• _Your task_:
Can you copy everything in the records below, from the line containing "# test: identify the sky in the photo above" down to the very end, reproducing each line unchanged?

(Object pointing dataset rows)
************
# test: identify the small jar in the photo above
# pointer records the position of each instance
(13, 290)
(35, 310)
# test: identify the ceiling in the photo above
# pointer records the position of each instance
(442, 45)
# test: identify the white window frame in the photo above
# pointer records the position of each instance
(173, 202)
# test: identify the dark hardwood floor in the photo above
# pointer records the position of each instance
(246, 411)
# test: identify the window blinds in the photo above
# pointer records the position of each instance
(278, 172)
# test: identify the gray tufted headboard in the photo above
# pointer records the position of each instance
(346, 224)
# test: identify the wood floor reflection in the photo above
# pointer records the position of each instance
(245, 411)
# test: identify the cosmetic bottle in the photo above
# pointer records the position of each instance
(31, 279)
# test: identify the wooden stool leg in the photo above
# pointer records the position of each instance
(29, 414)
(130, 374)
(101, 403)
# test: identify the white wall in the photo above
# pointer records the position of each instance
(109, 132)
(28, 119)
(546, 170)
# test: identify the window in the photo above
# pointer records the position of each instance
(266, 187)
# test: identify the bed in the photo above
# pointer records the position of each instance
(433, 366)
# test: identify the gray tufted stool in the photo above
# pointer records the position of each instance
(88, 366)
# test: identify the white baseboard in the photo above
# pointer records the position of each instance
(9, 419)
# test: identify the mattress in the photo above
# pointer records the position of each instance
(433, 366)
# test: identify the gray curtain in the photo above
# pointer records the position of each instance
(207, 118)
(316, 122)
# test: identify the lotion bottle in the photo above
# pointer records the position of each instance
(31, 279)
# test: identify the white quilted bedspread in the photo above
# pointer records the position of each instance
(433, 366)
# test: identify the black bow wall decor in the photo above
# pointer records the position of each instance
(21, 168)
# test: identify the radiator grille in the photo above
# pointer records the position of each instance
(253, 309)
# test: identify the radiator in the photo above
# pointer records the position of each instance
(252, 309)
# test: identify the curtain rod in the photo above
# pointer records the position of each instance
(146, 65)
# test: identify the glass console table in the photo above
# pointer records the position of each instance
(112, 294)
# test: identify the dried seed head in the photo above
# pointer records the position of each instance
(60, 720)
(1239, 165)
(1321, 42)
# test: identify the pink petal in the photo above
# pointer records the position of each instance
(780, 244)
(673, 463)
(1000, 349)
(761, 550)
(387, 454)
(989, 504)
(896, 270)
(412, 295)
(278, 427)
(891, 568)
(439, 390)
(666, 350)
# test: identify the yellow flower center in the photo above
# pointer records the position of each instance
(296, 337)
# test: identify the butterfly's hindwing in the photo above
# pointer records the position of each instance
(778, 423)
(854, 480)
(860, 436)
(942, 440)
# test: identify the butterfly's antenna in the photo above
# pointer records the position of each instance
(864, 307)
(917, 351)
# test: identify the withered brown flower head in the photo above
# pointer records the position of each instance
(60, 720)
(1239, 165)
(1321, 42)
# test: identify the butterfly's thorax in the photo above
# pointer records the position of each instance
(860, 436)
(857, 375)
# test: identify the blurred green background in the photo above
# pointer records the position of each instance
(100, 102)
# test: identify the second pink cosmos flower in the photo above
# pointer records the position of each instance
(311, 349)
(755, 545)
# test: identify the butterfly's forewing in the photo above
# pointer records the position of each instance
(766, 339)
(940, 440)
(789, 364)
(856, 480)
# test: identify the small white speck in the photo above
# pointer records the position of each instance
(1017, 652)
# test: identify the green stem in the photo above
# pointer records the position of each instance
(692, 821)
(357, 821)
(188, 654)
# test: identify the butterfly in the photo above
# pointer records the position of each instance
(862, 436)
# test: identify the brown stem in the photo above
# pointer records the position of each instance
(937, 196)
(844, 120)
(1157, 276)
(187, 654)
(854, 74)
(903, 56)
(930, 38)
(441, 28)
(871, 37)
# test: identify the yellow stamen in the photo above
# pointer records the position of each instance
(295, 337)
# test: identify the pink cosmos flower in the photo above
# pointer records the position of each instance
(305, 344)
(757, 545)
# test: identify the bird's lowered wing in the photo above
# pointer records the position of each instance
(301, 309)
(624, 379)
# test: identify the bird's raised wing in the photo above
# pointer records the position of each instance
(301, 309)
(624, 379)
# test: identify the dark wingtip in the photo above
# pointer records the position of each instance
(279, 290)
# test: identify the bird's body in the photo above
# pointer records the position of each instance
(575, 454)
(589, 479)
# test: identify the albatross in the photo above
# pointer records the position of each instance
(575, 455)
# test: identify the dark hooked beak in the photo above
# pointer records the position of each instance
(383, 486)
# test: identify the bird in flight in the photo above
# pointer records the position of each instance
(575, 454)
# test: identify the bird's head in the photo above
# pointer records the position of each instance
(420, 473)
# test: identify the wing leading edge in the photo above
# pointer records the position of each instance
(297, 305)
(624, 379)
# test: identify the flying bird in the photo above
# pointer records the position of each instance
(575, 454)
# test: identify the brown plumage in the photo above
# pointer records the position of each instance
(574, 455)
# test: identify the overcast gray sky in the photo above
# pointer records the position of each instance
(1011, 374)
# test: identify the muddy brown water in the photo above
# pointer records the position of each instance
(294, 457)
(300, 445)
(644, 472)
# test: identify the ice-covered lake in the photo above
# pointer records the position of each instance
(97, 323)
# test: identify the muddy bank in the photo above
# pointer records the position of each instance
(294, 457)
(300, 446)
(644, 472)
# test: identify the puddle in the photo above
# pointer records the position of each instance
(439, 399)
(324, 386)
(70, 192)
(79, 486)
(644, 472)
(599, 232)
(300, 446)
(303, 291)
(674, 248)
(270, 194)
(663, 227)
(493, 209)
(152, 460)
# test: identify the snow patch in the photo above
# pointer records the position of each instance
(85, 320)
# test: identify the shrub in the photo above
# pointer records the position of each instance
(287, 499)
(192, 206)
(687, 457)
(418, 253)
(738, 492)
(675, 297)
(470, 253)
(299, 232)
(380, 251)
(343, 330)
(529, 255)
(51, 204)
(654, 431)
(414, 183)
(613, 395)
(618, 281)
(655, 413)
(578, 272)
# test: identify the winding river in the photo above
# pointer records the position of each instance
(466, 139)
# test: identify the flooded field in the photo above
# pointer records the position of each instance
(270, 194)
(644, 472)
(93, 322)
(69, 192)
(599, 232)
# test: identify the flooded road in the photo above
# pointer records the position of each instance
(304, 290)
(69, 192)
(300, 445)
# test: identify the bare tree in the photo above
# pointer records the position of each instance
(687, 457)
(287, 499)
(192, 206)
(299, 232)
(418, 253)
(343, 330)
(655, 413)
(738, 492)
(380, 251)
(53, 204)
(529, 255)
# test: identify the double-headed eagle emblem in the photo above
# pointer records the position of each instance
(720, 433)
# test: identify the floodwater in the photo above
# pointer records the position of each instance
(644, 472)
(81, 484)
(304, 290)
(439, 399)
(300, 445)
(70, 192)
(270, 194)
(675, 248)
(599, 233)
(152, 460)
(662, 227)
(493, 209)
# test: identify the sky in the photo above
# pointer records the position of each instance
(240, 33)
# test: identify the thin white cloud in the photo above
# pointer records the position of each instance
************
• _Task solution_:
# test: identify the sky in the photo above
# pointer records the position of each instance
(240, 33)
# test: identify the thin white cloud in the photo above
# pointer records the position of each instance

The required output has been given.